DATA EXTRACT:
━━━
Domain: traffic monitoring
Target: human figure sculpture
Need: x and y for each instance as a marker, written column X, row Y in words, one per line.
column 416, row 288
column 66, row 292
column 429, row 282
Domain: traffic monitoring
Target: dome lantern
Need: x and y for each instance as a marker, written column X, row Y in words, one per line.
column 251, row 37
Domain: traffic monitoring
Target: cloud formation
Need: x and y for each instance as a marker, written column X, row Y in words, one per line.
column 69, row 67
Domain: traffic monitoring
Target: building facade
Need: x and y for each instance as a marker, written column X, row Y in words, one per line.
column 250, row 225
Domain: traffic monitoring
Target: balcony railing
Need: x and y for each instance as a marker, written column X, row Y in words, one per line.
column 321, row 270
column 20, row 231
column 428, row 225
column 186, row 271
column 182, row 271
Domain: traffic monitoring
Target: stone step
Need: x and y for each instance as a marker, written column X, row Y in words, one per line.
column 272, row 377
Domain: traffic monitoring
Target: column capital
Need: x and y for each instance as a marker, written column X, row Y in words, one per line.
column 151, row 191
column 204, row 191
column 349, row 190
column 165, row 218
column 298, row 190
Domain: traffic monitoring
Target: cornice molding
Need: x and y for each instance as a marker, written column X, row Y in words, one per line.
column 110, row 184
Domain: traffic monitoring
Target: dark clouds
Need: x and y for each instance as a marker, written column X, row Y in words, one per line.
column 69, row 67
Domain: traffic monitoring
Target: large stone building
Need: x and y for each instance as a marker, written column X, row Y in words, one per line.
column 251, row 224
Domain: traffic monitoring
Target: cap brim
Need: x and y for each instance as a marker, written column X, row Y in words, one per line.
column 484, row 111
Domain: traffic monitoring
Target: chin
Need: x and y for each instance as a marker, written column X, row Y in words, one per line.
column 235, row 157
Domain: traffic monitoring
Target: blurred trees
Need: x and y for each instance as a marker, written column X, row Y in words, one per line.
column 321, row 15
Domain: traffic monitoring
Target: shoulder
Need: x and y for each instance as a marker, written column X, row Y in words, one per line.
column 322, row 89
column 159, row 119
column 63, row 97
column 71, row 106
━━━
PROBLEM TO WORK ON:
Determine how many lines in the listing hold the word "building". Give only that figure.

ANSWER TO THE PROBLEM:
2